● **Problem requirements**
Count the lines in the records that contain the string "face", and give only that number.

[Collection entries]
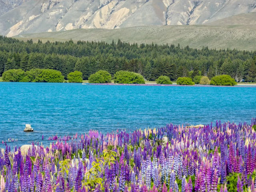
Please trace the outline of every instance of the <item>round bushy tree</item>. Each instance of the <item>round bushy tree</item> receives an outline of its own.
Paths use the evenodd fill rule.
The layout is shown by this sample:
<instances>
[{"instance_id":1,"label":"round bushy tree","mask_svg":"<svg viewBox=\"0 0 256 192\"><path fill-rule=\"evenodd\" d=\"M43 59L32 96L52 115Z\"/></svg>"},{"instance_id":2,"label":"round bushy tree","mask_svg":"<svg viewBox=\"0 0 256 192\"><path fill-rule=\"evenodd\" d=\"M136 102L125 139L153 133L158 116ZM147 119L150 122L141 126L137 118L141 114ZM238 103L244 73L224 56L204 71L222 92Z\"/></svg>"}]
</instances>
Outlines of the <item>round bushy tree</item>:
<instances>
[{"instance_id":1,"label":"round bushy tree","mask_svg":"<svg viewBox=\"0 0 256 192\"><path fill-rule=\"evenodd\" d=\"M179 77L177 80L177 84L182 85L194 85L195 82L189 77Z\"/></svg>"},{"instance_id":2,"label":"round bushy tree","mask_svg":"<svg viewBox=\"0 0 256 192\"><path fill-rule=\"evenodd\" d=\"M210 81L209 78L206 76L203 76L200 80L199 84L201 85L210 85Z\"/></svg>"},{"instance_id":3,"label":"round bushy tree","mask_svg":"<svg viewBox=\"0 0 256 192\"><path fill-rule=\"evenodd\" d=\"M64 81L64 76L61 72L54 69L43 69L35 80L36 82L48 83L62 83Z\"/></svg>"},{"instance_id":4,"label":"round bushy tree","mask_svg":"<svg viewBox=\"0 0 256 192\"><path fill-rule=\"evenodd\" d=\"M217 86L233 86L237 84L235 80L229 75L222 75L212 78L210 84Z\"/></svg>"},{"instance_id":5,"label":"round bushy tree","mask_svg":"<svg viewBox=\"0 0 256 192\"><path fill-rule=\"evenodd\" d=\"M68 80L70 83L82 83L83 74L78 71L71 72L68 75Z\"/></svg>"},{"instance_id":6,"label":"round bushy tree","mask_svg":"<svg viewBox=\"0 0 256 192\"><path fill-rule=\"evenodd\" d=\"M38 76L43 71L42 69L32 69L25 72L25 76L21 80L22 82L36 82Z\"/></svg>"},{"instance_id":7,"label":"round bushy tree","mask_svg":"<svg viewBox=\"0 0 256 192\"><path fill-rule=\"evenodd\" d=\"M94 74L92 74L88 78L90 83L110 83L112 77L106 71L100 70Z\"/></svg>"},{"instance_id":8,"label":"round bushy tree","mask_svg":"<svg viewBox=\"0 0 256 192\"><path fill-rule=\"evenodd\" d=\"M119 71L114 77L115 83L124 84L144 84L143 76L140 74L128 71Z\"/></svg>"},{"instance_id":9,"label":"round bushy tree","mask_svg":"<svg viewBox=\"0 0 256 192\"><path fill-rule=\"evenodd\" d=\"M25 76L25 72L21 69L10 69L3 73L3 80L19 82Z\"/></svg>"},{"instance_id":10,"label":"round bushy tree","mask_svg":"<svg viewBox=\"0 0 256 192\"><path fill-rule=\"evenodd\" d=\"M158 84L172 84L172 82L168 76L161 75L156 80Z\"/></svg>"},{"instance_id":11,"label":"round bushy tree","mask_svg":"<svg viewBox=\"0 0 256 192\"><path fill-rule=\"evenodd\" d=\"M196 76L195 76L193 80L196 84L199 84L200 82L200 80L201 80L201 78L202 78L202 76L200 75L197 75Z\"/></svg>"}]
</instances>

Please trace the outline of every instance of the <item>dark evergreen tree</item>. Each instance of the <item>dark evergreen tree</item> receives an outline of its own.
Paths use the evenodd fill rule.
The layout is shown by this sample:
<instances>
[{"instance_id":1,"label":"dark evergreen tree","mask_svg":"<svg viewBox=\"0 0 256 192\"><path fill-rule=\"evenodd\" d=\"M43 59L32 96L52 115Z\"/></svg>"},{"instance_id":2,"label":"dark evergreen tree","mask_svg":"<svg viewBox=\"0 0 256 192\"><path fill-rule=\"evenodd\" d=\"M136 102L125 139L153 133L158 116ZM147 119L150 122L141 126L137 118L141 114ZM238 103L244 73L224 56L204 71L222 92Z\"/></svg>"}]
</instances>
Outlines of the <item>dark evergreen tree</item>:
<instances>
[{"instance_id":1,"label":"dark evergreen tree","mask_svg":"<svg viewBox=\"0 0 256 192\"><path fill-rule=\"evenodd\" d=\"M9 69L14 69L16 68L16 62L14 57L11 59L8 58L5 66L4 67L4 71L6 71Z\"/></svg>"}]
</instances>

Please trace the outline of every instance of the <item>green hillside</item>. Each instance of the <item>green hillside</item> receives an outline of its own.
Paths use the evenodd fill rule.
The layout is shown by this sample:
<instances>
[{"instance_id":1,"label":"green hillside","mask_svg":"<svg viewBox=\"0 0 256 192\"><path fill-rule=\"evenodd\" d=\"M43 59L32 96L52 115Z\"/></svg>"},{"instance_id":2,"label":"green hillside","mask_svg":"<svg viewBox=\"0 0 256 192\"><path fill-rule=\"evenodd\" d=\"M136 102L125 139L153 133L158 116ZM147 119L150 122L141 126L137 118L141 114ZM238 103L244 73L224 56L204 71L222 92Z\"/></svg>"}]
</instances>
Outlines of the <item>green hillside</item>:
<instances>
[{"instance_id":1,"label":"green hillside","mask_svg":"<svg viewBox=\"0 0 256 192\"><path fill-rule=\"evenodd\" d=\"M72 39L111 43L118 38L125 42L178 45L201 48L256 50L256 26L206 25L139 26L117 29L76 29L58 32L26 34L14 37L26 40L38 39L45 42Z\"/></svg>"}]
</instances>

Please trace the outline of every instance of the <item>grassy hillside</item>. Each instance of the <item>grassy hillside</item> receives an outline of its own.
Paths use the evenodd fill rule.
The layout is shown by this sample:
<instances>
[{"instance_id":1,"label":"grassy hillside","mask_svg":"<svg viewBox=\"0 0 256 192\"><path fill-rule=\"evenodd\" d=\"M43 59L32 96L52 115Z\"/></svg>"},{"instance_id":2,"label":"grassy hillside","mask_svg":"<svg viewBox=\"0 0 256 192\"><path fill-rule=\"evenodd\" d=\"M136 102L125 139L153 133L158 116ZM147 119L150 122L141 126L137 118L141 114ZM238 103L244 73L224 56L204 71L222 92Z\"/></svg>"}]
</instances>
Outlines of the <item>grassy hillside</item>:
<instances>
[{"instance_id":1,"label":"grassy hillside","mask_svg":"<svg viewBox=\"0 0 256 192\"><path fill-rule=\"evenodd\" d=\"M206 25L138 26L120 29L76 29L59 32L20 35L14 37L26 40L38 39L45 42L64 41L104 41L117 42L118 38L126 42L158 44L168 43L182 47L210 48L256 50L256 26L237 25L212 26Z\"/></svg>"}]
</instances>

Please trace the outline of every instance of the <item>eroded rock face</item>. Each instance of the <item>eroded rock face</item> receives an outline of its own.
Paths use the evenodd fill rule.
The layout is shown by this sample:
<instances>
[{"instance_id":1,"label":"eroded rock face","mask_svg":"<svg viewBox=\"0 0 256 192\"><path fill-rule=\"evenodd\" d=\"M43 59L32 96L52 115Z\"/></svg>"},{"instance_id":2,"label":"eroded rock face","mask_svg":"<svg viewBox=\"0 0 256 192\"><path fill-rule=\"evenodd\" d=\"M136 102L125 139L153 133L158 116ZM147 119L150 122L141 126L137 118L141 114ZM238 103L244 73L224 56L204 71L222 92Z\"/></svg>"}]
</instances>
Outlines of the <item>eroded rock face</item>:
<instances>
[{"instance_id":1,"label":"eroded rock face","mask_svg":"<svg viewBox=\"0 0 256 192\"><path fill-rule=\"evenodd\" d=\"M0 13L10 10L3 0ZM25 0L12 0L12 7ZM0 34L200 24L256 11L254 0L30 0L0 16Z\"/></svg>"},{"instance_id":2,"label":"eroded rock face","mask_svg":"<svg viewBox=\"0 0 256 192\"><path fill-rule=\"evenodd\" d=\"M26 0L0 0L0 16L19 6Z\"/></svg>"}]
</instances>

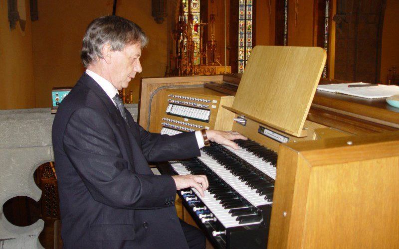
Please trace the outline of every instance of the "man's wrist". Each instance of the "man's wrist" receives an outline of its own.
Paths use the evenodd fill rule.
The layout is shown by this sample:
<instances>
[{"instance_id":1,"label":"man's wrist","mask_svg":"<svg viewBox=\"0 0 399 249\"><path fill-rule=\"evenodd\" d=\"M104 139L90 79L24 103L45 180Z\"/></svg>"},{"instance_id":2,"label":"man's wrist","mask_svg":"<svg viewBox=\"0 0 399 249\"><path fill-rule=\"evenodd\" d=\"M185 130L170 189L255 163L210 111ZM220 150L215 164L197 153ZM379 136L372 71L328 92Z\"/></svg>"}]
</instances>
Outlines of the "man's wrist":
<instances>
[{"instance_id":1,"label":"man's wrist","mask_svg":"<svg viewBox=\"0 0 399 249\"><path fill-rule=\"evenodd\" d=\"M202 136L202 138L203 139L203 144L205 146L209 146L210 145L209 143L209 139L208 139L208 136L206 135L206 130L205 129L202 129L201 130L201 134Z\"/></svg>"}]
</instances>

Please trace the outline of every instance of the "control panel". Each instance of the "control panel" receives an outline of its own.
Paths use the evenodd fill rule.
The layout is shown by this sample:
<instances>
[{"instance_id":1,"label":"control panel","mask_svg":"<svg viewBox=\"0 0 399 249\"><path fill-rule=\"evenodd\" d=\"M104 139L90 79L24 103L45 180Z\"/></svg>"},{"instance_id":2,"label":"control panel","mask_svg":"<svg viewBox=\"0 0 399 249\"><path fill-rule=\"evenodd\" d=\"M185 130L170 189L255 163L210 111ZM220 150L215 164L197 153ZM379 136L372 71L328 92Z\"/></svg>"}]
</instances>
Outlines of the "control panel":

● **Task result**
4